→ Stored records
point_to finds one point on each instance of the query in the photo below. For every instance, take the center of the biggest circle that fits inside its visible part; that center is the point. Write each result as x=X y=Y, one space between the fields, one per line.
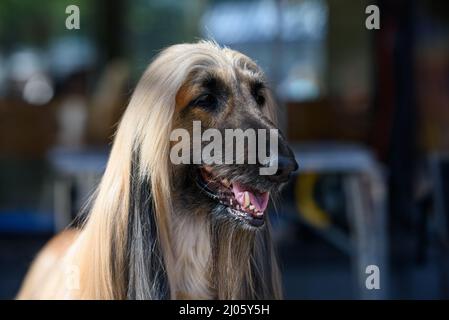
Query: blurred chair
x=365 y=198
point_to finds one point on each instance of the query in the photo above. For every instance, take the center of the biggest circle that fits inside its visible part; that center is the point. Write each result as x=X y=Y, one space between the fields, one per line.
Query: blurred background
x=366 y=111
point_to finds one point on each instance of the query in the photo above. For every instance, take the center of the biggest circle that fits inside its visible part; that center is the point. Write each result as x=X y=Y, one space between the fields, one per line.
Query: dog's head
x=235 y=157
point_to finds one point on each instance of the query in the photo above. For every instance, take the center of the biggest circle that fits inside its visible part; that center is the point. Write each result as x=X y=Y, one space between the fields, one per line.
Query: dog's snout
x=286 y=166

→ What you should do
Omit all pictures while transcribing the entries verbatim.

→ Answer space
point_to finds one point on each instance of the query in the photo below. For every instance, take the center of the biggest circle that fits inside its visible part; that center is the point. Write each result as x=X y=Y, one space between the fields, one per line.
Query: blurred chair
x=365 y=198
point_to finds one point on each instance of the query in the photo above. For every instance, take the center of the biggest circle that fits inside its visible part; that center is the point. Write each result as x=X y=Y, one space between the fields, one per line.
Query: blurred background
x=366 y=111
point_to finds one point on each instance of the query in the photo above. For every instance, take the center of the biggest circle that fits inside its visible part; that center is the point. Write each result as x=X y=Y, one space between the fields, one per line.
Query: dog's head
x=235 y=157
point_to finds one point on each instance of the query in the photo above. For every instance, take the center of the biggest circle that fits inside its visible part; that center is the point. Write each result as x=X y=Y, one space between the fields, one per line.
Query: dog's snout
x=286 y=166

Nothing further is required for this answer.